> [Direction a]
Rewrite the hydrogen excitation solution from "Let's assume that" up to and including "state to $n=3$.", putting "target atom" in place of "hydrogen atom".

** Begin Source extract **

Answer
a) ${\bf 2.06\times 10^6}\;\rm m/s$
b) ${\bf12.09} \;\rm V$
Work Step by Step
$$\color{blue}{\bf [a]}$$
To induce the emission of 656 nm light from the $3\rightarrow2$ transition, the atom must first be excited from the ground state to the $n=3$ level.
Let's assume that the entire kinetic energy of the electron before the collision is transferred to the hydrogen atom.
Now we can determine the minimum speed of the electron beam by calculating the minimum energy needed to excite the atom from the ground state to $n=3$.
$$\Delta E_{1\rightarrow 3}=E_3-E_1=-1.51-(-13.6)=\bf12.09\;\rm eV $$
This is the energy required to excite the atom to the $n=3$ state which is the minimum energy needed from the electron.
Thus, the minimum kinetic energy of the electron before the collision is given by
$$K_{\rm min}=\frac{1}{2}mv_{\rm min}^2=12.09\;\rm eV$$
Hence,
$$v_{\rm min}=\sqrt{\dfrac{2(12.09)(e)}{m}}$$
Plug the known;
$$v_{\rm min}=\sqrt{\dfrac{2(12.09)(1.6\times 10^{-19})}{9.11\times 10^{-31}}}$$
$$v_{\rm min}=\color{red}{\bf 2.06\times 10^6}\;\rm m/s$$
$$\color{blue}{\bf [b]}$$
Recalling that the kinetic energy of the electron is given by
$$K=e(\Delta V)$$
So,
$$\Delta V=\dfrac{K}{e}=\dfrac{12.09\;e}{e}=\color{red}{\bf12.09} \;\rm V$$

** End Source extract **

> [Direction b]
Return every line of the records that contains the string "with". Case counts.

** Begin Recorded information **

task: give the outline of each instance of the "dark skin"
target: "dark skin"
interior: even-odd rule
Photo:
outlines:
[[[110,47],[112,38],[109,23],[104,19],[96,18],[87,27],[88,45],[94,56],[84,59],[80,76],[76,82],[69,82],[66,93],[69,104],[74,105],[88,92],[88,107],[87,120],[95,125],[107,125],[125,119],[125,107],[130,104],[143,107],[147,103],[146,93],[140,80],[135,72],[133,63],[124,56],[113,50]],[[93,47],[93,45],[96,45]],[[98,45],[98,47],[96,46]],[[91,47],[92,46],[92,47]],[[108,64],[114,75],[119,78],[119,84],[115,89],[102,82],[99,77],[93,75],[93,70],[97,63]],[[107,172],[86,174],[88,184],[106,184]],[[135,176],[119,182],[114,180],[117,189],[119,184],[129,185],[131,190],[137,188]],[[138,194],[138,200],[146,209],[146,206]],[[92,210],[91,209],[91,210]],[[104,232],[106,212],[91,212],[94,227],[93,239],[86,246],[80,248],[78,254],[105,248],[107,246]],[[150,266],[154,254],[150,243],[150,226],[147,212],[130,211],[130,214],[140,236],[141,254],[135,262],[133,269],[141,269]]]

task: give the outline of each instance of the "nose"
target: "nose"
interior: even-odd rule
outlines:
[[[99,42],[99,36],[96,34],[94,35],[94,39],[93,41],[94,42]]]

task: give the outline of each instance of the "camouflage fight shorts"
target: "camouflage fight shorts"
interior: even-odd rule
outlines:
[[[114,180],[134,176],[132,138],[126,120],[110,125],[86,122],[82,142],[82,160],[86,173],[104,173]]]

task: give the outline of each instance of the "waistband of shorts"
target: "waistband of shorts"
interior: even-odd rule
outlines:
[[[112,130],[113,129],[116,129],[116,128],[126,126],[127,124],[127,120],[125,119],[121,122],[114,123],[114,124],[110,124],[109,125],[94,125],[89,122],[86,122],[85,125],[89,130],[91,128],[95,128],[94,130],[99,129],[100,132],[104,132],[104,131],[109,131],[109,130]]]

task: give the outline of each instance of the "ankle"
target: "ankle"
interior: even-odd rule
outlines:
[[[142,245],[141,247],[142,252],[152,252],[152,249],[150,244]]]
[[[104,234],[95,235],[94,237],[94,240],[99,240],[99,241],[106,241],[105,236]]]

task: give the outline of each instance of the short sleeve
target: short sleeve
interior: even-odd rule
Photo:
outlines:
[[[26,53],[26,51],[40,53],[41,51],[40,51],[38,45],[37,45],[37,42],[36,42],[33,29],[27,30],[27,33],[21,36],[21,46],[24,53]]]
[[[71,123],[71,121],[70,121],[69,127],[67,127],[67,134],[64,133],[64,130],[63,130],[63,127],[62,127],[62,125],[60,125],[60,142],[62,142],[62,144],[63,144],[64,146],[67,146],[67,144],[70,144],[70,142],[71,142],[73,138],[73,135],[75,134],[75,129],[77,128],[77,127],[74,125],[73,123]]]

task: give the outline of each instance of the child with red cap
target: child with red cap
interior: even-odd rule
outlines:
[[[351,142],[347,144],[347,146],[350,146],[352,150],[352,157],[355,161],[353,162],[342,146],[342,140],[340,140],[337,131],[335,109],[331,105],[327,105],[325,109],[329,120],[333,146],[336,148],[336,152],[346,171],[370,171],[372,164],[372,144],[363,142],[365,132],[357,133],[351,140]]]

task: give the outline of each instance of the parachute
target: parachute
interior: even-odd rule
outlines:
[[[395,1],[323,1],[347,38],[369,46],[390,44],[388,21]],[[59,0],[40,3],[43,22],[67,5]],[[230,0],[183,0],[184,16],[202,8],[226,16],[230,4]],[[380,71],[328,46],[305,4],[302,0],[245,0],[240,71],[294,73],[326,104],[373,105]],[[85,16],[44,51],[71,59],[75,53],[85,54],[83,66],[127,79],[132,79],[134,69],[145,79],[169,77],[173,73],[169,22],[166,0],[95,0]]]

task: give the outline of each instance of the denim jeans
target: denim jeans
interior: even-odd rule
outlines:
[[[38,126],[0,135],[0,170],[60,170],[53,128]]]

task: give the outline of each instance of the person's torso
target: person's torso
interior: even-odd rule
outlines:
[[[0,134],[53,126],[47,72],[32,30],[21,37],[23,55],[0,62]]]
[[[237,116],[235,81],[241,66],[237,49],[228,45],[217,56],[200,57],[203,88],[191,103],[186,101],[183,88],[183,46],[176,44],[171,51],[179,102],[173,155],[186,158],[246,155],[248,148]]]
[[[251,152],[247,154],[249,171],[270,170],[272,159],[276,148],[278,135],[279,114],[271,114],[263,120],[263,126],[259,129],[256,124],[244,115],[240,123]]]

** End Recorded information **
** Begin Recorded information **

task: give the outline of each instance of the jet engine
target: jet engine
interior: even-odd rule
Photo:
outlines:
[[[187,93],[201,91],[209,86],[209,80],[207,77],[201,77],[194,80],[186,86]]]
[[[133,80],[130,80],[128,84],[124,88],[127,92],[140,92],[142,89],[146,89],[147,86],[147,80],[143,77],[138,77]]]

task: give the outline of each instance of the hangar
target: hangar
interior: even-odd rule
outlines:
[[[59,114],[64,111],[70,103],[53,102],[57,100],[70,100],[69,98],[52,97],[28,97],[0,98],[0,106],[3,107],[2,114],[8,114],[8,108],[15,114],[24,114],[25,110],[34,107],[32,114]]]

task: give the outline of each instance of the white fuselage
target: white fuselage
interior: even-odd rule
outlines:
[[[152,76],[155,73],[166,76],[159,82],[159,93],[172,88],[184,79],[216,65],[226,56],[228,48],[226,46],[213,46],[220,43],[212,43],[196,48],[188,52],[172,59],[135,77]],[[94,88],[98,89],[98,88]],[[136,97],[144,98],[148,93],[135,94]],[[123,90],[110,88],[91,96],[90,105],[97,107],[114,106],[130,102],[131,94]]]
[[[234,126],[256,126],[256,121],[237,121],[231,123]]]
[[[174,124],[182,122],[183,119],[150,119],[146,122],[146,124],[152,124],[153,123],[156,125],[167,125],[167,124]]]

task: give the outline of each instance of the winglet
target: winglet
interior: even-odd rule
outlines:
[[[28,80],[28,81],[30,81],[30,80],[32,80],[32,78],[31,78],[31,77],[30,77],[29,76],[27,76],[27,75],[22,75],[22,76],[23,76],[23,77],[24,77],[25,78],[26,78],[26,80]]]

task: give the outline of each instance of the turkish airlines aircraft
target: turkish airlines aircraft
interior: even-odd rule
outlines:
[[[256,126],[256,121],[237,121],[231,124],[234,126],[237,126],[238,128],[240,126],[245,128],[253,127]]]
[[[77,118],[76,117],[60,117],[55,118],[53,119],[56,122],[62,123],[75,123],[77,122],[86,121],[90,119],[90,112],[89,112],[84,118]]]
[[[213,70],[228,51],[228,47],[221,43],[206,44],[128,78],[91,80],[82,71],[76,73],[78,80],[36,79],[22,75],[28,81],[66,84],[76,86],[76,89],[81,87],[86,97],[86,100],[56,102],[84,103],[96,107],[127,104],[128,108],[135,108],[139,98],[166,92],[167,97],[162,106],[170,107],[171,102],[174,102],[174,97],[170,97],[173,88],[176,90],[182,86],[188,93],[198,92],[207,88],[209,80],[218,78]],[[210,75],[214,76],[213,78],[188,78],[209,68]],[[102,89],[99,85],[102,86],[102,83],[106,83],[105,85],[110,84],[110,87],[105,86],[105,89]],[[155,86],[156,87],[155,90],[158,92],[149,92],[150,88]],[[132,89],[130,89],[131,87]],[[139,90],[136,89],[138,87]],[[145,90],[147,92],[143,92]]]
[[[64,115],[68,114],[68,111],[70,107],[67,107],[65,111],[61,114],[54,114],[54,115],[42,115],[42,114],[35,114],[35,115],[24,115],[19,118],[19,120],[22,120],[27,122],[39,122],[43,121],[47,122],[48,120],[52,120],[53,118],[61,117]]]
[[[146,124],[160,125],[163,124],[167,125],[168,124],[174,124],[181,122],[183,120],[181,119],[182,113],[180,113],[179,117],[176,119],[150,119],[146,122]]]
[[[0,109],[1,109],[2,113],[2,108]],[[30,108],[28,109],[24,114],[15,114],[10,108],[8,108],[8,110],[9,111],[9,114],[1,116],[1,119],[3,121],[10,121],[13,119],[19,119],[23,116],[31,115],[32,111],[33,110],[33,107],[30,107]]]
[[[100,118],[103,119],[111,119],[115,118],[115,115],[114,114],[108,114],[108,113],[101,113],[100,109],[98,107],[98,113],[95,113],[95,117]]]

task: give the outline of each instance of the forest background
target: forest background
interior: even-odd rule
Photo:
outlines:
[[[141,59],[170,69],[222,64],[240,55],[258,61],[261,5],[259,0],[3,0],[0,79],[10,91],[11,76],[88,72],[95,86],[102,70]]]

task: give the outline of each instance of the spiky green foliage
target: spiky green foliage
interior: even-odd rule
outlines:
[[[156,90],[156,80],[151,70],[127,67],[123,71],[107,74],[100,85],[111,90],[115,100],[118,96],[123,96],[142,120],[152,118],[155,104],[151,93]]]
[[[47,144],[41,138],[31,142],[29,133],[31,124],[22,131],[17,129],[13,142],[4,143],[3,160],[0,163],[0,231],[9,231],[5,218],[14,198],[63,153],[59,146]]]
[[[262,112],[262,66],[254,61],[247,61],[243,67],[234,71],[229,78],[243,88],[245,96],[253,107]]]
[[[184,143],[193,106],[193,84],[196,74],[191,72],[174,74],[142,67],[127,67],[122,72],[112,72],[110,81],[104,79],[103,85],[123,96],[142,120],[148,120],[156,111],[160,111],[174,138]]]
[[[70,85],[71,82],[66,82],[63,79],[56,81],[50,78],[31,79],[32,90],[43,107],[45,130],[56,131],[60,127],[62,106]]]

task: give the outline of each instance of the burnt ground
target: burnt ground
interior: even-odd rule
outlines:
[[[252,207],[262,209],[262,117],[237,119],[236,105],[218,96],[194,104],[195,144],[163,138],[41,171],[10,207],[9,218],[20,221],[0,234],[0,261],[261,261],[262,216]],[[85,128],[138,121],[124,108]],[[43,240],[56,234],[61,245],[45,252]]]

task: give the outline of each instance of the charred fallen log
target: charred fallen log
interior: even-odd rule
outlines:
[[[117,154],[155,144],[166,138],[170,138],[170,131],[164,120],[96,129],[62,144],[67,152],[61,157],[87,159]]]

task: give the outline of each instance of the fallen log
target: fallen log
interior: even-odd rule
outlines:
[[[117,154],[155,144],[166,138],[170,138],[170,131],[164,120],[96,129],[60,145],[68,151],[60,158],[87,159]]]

** End Recorded information **

> [Worked answer a]
Let's assume that the entire kinetic energy of the electron before the collision is transferred to the target atom.
Now we can determine the minimum speed of the electron beam by calculating the minimum energy needed to excite the atom from the ground state to $n=3$.

> [Worked answer b]
task: give the outline of each instance of the child with red cap
target: child with red cap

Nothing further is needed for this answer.